The problem =
Report only how many lines of the entries below contain the string "image".

Supplied information =
────────────────────────────────────────
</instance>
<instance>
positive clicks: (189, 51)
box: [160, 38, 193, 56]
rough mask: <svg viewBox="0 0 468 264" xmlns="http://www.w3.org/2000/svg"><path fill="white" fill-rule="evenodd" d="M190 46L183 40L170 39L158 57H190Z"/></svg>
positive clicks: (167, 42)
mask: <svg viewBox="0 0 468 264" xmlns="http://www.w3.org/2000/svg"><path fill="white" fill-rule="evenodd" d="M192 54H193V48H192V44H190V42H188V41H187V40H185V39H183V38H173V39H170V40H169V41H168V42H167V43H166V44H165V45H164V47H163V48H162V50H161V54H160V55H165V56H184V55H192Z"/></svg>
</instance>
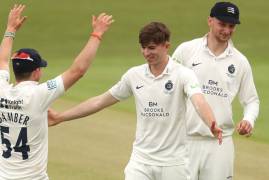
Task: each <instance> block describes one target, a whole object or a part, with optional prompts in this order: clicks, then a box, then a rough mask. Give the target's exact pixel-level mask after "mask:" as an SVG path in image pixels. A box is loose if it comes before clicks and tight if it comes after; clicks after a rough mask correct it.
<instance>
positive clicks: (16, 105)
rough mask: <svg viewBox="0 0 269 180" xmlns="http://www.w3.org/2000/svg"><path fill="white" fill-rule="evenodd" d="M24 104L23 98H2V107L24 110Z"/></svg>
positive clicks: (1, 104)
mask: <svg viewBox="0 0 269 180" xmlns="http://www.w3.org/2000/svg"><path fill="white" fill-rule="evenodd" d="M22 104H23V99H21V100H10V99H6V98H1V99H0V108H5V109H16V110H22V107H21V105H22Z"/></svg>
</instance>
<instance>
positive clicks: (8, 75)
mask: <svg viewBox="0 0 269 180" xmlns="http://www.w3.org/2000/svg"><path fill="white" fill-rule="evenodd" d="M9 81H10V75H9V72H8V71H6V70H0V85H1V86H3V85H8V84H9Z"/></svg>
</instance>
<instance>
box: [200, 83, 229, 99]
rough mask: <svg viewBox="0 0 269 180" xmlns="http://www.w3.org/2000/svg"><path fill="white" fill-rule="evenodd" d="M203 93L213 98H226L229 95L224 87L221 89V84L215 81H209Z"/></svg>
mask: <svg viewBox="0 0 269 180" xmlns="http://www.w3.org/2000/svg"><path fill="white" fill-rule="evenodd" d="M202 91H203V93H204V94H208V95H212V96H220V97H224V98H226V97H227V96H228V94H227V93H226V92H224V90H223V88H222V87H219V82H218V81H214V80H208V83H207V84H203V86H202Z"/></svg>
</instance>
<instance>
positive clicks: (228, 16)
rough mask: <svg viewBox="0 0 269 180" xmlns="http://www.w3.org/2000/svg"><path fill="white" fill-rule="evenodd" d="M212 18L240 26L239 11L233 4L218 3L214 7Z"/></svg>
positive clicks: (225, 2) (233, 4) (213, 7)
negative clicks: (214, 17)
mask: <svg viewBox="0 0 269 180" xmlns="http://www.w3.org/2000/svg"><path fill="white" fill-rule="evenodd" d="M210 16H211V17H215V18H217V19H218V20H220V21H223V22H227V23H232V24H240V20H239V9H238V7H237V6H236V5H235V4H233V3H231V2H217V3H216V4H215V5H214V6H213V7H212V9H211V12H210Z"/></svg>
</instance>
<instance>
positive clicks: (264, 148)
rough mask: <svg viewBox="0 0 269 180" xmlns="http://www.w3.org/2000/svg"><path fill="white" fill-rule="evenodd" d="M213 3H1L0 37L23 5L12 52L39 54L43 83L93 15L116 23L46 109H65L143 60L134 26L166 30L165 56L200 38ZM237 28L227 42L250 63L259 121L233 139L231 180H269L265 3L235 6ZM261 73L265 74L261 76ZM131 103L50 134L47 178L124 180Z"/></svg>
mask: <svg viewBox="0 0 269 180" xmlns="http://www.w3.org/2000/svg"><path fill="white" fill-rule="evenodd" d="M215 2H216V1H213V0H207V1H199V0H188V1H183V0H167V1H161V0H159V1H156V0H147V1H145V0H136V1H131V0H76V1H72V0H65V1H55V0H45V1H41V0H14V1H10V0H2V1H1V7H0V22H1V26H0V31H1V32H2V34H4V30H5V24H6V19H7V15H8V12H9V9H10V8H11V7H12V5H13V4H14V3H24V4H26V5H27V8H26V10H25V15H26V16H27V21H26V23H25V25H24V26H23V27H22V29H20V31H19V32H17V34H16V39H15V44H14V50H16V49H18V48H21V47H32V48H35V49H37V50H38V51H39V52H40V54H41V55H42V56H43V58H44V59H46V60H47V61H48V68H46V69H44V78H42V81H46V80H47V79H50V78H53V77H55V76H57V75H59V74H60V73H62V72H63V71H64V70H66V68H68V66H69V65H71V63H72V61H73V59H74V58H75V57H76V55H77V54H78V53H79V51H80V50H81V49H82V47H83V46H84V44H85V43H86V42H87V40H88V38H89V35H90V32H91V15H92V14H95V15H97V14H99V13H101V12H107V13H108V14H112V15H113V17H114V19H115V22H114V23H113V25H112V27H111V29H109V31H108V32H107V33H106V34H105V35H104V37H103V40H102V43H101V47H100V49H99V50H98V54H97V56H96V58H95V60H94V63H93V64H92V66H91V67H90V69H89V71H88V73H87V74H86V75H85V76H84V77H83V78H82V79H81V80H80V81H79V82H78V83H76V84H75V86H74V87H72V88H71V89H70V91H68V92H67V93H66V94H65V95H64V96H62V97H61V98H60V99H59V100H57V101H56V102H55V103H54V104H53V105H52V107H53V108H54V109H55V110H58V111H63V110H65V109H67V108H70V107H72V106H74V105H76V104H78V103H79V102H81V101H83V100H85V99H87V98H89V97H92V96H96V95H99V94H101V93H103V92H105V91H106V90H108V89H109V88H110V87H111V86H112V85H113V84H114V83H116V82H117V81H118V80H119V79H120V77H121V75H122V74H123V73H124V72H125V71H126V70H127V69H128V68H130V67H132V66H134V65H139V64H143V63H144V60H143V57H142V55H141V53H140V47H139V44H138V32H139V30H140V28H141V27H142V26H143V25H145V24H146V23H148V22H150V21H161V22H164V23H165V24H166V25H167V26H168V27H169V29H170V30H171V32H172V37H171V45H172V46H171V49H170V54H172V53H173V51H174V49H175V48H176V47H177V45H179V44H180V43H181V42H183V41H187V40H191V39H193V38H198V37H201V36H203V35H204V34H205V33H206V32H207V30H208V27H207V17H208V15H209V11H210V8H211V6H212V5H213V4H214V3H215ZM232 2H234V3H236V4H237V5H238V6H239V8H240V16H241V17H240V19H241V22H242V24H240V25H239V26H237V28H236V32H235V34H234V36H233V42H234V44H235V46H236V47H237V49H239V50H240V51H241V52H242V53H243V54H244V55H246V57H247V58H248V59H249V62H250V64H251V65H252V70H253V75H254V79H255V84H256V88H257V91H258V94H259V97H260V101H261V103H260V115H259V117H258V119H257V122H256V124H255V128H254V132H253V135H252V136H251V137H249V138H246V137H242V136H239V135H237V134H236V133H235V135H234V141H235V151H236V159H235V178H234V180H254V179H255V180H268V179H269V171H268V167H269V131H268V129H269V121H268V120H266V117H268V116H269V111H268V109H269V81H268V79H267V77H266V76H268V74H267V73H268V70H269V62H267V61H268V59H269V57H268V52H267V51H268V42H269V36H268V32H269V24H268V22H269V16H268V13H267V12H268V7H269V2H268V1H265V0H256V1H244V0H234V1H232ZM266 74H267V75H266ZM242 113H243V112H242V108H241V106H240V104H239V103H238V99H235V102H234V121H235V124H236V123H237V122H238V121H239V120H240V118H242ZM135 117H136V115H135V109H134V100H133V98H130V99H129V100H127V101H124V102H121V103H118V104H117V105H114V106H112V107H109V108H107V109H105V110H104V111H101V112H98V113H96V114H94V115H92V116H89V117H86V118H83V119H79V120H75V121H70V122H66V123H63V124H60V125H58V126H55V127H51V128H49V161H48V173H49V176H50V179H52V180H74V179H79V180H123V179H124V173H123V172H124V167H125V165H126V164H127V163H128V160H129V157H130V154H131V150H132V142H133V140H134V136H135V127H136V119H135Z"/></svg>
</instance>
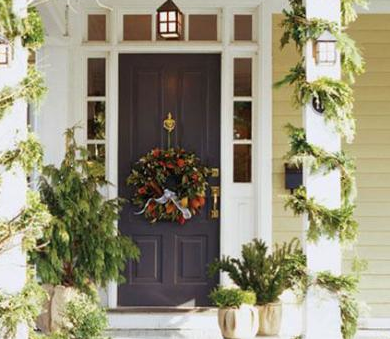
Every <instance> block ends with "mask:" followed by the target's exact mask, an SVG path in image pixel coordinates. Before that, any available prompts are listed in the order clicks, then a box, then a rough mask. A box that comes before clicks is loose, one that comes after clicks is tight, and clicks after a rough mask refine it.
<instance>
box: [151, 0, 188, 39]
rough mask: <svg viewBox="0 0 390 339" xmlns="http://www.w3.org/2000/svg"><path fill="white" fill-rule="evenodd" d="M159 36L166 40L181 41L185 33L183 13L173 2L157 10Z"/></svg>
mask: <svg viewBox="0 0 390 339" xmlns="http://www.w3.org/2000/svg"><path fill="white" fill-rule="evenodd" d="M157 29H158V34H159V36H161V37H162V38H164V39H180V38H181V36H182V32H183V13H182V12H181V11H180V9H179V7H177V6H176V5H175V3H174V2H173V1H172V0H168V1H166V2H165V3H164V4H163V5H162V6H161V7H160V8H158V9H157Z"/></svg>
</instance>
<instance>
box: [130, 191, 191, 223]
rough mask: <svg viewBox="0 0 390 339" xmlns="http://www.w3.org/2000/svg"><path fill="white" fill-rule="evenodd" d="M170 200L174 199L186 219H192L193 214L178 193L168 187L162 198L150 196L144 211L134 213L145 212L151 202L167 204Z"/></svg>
────────────────────────────────────────
Exercise answer =
2